# GIVEN TASK 1
Locate every row below that contains the word "metal" and copy each of those rows in full.

# EXTRACTED TEXT
The committee’s top Democrat, Minnesota Sen. Amy Klobuchar, pressed Rollins on her background at the Texas Public Policy Foundation, a free-market think tank she once led, and how she would continue to promote biofuels. The foundation promoted fossil fuels and criticized federal ethanol policy.

Rollins pointed out that the reports from TPPF against ethanol were not authored by her and came out decades ago. She said coming from Texas, she has been a long-time defender of fossil fuels, but it’s important to support all sources of fuel and noted that Trump listed biofuels as part of his energy dominance plan.

“I will be a secretary for all agriculture,” Rollins said. “It is really important to me that we continue to defend and elevate and honor all sources of fuel.”

Klobuchar also asked about the financial disclosure reports from Rollins and her family, which show investments in fossil fuels. Rollins assured the senator that her decisions would not be guided by financial interest. 

At another point in the hearing, she told Sen. Roger Marshall, R-Kan., in response to a question about biofuel policy that as secretary she would “defend all of America agriculture.”

Rollins: MAHA now a priority for Trump administration

Little in Rollins’ background would suggest she would align with the Make America Healthy Again movement led by Robert F. Kennedy Jr., Trump’s pick to lead the Department of Health and Human Services.

But Rollins assured Sen. Cory Booker, D-N.J., that Kennedy’s concerns about child nutrition would be a factor in the administration.

Before Kennedy joined the Trump campaign “this particular issue, was not necessarily at the top of the America First agenda,” Rollins said. “We had some people working on it, but didn’t expect it to be a priority in the administration. I am encouraged that it is now a priority.”

But Rollins declined to oppose cuts in the Supplemental Nutrition Assistance Program, which House Republicans have under consideration to pay for border security and an extension of the 2017 tax cuts. 

“I can’t commit to that,” she responded when Sen. Ben Ray Lujan, D-N.M., asked her to promise to oppose cuts that would “prevent Americans from putting food on their table.”

She told Klobuchar she was committed to ensuring nutrition assistance programs are "effective and efficient."

California's Proposition 12, which sets requirements for animal housing for pork and eggs sold in the state, also came up in the hearing.

# GIVEN TASK 2
Output the part of the hearing article above from "Little in Rollins’" up to and including "and Human Services.", copied word for word.

# Rows of box annotation data

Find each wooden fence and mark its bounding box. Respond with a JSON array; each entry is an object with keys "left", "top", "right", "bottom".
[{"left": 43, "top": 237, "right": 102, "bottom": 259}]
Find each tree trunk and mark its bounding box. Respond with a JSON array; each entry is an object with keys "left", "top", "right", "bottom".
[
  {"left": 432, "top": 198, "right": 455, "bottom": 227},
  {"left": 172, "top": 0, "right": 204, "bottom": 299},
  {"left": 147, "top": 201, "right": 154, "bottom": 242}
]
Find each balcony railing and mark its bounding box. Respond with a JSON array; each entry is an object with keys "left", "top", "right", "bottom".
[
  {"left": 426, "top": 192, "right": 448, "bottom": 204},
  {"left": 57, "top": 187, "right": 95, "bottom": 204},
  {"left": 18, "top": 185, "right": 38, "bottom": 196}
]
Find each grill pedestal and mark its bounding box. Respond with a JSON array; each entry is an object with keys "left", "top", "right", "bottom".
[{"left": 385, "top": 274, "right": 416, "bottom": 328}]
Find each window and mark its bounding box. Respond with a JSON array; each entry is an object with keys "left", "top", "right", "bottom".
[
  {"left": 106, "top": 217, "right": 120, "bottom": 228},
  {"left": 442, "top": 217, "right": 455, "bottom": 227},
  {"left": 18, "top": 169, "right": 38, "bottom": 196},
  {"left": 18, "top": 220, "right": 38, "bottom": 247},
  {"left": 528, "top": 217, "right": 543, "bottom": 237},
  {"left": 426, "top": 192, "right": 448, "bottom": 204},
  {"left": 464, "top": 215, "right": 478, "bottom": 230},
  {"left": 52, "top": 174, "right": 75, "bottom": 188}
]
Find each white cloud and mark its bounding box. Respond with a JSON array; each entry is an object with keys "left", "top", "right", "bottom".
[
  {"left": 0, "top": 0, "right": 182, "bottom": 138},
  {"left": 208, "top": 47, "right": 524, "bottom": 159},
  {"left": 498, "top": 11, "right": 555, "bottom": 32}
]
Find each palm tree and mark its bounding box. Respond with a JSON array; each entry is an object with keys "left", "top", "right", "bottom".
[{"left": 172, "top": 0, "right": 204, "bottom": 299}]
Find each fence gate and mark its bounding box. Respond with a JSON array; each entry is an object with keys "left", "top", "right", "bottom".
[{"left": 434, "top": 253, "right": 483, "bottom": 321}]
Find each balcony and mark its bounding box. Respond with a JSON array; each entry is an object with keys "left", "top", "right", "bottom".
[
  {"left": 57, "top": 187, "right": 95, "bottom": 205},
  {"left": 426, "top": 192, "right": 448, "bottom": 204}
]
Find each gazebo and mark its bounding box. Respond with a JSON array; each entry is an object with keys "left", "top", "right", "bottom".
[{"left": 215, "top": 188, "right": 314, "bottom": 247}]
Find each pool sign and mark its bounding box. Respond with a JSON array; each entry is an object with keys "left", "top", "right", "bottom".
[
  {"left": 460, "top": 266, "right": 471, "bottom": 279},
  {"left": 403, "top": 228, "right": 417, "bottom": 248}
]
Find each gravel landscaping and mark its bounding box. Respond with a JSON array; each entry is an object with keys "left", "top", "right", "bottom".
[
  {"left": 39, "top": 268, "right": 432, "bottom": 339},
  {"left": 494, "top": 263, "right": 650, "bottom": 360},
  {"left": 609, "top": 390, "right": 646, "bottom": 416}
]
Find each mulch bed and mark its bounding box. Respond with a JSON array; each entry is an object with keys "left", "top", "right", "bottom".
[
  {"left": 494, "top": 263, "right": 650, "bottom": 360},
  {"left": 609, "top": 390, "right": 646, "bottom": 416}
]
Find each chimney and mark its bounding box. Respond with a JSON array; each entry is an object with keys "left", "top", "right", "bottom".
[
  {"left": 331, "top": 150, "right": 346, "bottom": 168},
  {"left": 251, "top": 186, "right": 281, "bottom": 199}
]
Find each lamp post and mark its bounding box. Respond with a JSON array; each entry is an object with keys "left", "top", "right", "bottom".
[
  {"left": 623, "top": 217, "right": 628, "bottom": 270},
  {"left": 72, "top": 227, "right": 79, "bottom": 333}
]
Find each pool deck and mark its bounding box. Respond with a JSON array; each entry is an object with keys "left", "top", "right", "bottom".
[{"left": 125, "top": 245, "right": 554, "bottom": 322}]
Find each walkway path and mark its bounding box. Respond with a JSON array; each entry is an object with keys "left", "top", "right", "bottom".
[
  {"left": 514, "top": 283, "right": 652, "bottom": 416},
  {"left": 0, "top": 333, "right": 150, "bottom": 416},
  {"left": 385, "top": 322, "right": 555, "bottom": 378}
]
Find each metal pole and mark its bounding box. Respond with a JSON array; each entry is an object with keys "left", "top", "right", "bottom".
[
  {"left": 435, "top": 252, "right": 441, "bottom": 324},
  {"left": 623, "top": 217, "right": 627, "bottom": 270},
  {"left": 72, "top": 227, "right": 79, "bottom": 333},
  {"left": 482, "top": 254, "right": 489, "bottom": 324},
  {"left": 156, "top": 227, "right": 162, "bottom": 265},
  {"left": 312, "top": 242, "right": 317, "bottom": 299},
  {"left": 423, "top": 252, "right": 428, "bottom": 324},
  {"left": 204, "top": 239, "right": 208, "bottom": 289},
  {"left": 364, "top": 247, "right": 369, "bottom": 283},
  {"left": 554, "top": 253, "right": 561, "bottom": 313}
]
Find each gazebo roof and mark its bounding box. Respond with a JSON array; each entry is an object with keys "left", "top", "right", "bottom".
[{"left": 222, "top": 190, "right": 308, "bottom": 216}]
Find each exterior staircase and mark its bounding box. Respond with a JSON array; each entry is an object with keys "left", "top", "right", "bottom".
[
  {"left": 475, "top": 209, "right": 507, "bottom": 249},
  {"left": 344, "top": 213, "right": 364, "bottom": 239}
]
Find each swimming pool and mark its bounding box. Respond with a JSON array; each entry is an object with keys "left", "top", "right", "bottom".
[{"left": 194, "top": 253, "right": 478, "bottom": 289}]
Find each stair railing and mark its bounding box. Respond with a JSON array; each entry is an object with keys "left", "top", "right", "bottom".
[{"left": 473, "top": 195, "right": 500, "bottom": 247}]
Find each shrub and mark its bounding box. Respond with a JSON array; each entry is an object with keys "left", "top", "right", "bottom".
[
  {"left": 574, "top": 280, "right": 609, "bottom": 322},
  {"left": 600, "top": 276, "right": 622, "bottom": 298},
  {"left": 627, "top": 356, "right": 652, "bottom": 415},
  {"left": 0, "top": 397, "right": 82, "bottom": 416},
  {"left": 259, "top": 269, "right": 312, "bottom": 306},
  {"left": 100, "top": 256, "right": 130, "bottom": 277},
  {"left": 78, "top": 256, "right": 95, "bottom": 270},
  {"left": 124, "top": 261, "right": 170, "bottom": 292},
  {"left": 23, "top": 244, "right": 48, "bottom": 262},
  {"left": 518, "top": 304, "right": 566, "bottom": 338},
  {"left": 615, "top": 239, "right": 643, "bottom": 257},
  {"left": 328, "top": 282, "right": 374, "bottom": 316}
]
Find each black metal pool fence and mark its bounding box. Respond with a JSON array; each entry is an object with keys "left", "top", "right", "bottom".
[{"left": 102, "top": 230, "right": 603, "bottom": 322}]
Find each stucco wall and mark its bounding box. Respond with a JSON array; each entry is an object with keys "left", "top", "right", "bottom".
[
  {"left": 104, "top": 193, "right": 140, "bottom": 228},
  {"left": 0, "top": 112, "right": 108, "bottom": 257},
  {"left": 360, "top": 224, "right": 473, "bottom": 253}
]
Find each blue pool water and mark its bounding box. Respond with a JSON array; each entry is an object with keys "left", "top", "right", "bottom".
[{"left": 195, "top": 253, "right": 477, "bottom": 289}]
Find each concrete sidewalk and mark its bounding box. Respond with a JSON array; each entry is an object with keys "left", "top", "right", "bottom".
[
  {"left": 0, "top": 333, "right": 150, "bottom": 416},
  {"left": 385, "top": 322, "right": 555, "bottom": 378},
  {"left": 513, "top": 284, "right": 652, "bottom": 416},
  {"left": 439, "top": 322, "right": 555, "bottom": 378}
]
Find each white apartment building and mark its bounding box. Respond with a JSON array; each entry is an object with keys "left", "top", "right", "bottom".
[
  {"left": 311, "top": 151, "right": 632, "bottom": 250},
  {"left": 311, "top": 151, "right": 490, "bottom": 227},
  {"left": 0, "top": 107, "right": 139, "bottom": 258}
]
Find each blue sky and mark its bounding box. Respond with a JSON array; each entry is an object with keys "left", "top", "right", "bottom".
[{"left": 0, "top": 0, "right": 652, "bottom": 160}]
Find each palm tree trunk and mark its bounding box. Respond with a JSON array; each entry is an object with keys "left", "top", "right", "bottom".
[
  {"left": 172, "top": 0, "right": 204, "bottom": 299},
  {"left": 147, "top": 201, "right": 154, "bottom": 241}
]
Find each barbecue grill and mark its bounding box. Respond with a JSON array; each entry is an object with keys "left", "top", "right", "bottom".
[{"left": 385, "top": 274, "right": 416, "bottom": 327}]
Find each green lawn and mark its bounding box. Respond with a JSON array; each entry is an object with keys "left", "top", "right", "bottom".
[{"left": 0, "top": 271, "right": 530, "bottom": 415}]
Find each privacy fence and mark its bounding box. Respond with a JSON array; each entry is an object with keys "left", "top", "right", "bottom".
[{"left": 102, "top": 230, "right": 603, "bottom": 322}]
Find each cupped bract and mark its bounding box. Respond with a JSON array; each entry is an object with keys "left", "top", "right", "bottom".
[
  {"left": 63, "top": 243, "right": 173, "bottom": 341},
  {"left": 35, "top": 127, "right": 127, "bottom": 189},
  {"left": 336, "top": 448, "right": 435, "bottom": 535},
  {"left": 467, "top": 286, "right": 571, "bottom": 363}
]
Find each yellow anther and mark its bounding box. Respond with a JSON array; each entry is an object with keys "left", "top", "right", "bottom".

# WORKED ANSWER 1
Find each metal pole and mark its bounding box. Respond with a JSON array; each entry is an object with keys "left", "top", "right", "bottom".
Find each black metal pool fence and mark its bounding box. Respond with a JSON array; each entry is an object with keys "left", "top", "right", "bottom".

# WORKED ANSWER 2
Little in Rollins’ background would suggest she would align with the Make America Healthy Again movement led by Robert F. Kennedy Jr., Trump’s pick to lead the Department of Health and Human Services.